| Written instruction |
Rewrite every line from the one that contains "In the photo above, where can the wicker" through the end of the records, requests included, and increase each coordinate in the answers by 86.

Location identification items

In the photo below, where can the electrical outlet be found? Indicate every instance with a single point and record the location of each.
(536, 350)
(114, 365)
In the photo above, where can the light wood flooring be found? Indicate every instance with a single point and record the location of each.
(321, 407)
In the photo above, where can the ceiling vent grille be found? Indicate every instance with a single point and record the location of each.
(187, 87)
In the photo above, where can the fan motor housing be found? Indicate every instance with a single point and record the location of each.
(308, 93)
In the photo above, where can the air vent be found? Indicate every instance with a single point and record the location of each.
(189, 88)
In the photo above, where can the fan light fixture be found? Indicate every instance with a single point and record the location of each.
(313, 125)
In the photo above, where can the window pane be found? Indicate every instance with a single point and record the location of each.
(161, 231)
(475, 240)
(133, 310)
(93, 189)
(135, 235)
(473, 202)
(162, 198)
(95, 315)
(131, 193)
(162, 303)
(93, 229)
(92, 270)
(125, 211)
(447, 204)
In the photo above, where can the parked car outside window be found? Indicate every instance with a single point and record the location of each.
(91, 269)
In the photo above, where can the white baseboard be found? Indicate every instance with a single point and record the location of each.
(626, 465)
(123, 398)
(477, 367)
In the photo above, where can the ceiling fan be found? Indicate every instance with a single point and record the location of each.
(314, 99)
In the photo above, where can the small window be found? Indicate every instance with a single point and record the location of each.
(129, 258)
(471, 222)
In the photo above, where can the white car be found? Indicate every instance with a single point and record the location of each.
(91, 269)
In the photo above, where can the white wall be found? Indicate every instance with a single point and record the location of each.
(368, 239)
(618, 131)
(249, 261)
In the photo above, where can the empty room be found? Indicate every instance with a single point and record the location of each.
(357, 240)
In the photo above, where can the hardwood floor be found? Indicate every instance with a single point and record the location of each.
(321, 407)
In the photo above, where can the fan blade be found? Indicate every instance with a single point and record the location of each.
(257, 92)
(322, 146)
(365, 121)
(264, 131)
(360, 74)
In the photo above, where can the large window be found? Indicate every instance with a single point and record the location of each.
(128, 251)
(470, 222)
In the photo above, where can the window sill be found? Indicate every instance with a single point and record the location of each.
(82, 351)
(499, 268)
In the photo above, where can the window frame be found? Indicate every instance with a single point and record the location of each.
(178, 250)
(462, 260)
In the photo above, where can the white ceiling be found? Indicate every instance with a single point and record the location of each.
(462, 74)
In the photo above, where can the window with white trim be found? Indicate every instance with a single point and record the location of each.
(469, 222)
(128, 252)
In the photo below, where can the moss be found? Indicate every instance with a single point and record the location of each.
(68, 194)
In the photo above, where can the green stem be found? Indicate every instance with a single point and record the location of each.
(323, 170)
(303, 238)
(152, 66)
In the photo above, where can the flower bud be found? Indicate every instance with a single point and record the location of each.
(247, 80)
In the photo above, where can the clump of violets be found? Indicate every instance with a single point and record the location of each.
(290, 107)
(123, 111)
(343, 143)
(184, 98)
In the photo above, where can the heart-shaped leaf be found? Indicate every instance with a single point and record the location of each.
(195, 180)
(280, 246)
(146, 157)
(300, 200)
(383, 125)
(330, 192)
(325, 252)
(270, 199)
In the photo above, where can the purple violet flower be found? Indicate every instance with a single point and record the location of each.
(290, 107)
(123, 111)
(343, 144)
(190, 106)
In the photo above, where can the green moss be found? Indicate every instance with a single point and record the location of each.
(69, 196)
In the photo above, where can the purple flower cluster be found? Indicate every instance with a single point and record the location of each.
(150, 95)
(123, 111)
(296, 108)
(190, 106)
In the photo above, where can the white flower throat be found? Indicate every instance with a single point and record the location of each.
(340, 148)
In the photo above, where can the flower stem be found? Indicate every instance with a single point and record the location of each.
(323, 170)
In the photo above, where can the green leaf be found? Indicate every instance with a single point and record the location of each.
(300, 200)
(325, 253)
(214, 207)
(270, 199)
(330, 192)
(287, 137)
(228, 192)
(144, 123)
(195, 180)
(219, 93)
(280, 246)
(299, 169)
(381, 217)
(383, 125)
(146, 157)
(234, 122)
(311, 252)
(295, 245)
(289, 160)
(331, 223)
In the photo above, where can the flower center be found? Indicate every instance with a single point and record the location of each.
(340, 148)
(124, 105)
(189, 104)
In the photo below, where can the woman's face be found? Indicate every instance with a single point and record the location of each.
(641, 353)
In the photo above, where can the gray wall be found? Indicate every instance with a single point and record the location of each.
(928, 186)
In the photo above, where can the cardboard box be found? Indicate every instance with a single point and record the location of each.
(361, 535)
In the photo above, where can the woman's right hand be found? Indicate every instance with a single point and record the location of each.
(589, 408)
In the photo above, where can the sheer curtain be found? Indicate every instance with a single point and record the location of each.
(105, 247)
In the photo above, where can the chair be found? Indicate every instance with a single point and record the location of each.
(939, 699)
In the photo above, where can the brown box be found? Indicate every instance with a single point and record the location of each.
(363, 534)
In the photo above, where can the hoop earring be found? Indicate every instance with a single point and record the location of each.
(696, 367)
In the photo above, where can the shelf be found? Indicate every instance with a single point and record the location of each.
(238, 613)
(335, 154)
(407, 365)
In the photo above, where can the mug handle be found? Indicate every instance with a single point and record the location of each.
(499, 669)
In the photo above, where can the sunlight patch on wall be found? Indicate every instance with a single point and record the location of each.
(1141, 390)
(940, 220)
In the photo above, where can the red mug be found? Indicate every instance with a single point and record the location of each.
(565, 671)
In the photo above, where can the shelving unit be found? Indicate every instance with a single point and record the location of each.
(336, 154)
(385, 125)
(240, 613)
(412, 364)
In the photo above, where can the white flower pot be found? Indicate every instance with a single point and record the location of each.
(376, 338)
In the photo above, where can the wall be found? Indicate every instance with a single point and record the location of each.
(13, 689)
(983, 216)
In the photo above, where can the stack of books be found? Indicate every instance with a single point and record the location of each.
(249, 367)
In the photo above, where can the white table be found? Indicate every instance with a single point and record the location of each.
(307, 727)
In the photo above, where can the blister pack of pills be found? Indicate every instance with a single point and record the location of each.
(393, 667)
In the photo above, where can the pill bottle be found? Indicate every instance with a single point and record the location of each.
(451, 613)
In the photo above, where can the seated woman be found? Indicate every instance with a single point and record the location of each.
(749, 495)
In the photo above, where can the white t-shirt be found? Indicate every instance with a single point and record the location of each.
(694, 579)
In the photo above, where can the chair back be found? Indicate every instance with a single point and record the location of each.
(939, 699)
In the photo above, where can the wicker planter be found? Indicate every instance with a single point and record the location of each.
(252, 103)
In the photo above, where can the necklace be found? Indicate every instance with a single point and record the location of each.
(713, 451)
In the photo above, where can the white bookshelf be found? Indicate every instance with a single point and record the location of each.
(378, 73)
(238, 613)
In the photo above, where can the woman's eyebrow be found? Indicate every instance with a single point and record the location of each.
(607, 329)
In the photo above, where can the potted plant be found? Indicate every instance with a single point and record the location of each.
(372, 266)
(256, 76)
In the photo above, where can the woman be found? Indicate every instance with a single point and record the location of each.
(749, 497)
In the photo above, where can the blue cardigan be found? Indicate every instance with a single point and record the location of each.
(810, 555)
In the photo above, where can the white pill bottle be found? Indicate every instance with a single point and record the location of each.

| Task result |
In the photo above, where can the wicker planter be found? Indicate every instance with a single point and record the location of each.
(338, 189)
In the photo above, where can the necklace be found? Indicate every instance with a single point and record the location of each.
(799, 537)
In the photo above, where can the white bookshelf be found? Indicate every instance with a single point and record the location of each.
(464, 159)
(324, 699)
In the photo above, where can the woman's eyebrow be found? Indicate every instance with a single point and record the location of each.
(693, 415)
In the photo above, where can the potted plant be found? Indicate every instance with a single point and record the location of each.
(458, 352)
(342, 162)
In the photo above, where can the woman be found? Indicate every instance with a single point and record the location of each.
(835, 583)
In the photo above, where can the blue cardigan be found? Indicate every instance with a single point and record the location of each.
(896, 641)
In the photo above, where can the white pill bottle be found? Indicate every instance with a single point and record the location of each.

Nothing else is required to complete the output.